--- start Excerpt to read ---
I just wish ENDA included some provision on housing and services, to provide relief to events like ones in El Paso.

Have I been under a rock somewhere? Whats going on in El Paso? I mean I'll agree protections for housing and services is good, but I've not heard of any specific issues in El Paso recently. Care to elaborate?

A group of gay men were kicked out by homophobic security under the premise of "we don't want fag stuff around here".

Later, when the pressure came, they even made up some shit about how the gay men were behaving badly by swirling like ballerinas (what the fuck does doing a ballerina swirl do to disrupt the restaurant environment, who knows; they're even stupid in crafting their made up shit).

Okay, I'll be honest. I wasn't expecting Charlie the Unicorn in the story. You just made my day! (We're on a bridge, Charlie!)

Excellent talking points. I was hoping to see a takedown of anti-ENDA arguments from you -- It's nice to have a little more ammunition in the back pocket, so to speak.

Thanks, Austen. It just seemed so perfect. Shunnnnnnn....
--- end Excerpt to read ---
Given task a: Can you transcribe the thread on ENDA, starting at "A group of gay" and ending at "a bridge, Charlie!)"?
The thread and the entries come from unrelated sources.
--- start Records to process ---
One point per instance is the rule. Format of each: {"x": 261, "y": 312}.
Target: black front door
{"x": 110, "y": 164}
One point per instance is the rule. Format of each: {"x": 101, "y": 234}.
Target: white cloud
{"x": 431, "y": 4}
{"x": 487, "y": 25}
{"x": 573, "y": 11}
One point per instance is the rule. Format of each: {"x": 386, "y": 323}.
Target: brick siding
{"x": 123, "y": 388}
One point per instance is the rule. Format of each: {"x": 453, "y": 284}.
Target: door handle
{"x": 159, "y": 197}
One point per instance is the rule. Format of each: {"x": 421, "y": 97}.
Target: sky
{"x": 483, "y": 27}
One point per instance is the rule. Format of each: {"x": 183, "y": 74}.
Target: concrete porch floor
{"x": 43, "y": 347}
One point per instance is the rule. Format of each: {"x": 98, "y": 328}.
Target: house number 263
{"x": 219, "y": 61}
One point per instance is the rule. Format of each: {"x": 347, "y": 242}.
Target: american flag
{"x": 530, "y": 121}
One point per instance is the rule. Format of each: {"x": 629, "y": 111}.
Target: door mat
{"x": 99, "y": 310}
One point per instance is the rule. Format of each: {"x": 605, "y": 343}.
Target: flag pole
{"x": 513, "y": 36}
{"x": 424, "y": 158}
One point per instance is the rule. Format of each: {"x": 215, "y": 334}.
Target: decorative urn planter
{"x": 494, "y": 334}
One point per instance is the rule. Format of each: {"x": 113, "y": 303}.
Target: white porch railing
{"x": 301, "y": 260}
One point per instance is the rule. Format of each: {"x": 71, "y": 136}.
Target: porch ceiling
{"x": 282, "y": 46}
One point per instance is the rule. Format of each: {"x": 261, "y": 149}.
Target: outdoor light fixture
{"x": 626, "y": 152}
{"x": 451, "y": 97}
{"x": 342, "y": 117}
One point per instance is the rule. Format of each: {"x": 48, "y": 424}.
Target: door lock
--- end Records to process ---
Given task b: Can you gather every line of the entries above that contains the string "white"?

Exercise response a:
A group of gay men were kicked out by homophobic security under the premise of "we don't want fag stuff around here".

Later, when the pressure came, they even made up some shit about how the gay men were behaving badly by swirling like ballerinas (what the fuck does doing a ballerina swirl do to disrupt the restaurant environment, who knows; they're even stupid in crafting their made up shit).

Okay, I'll be honest. I wasn't expecting Charlie the Unicorn in the story. You just made my day! (We're on a bridge, Charlie!)

Exercise response b:
Target: white cloud
Target: white porch railing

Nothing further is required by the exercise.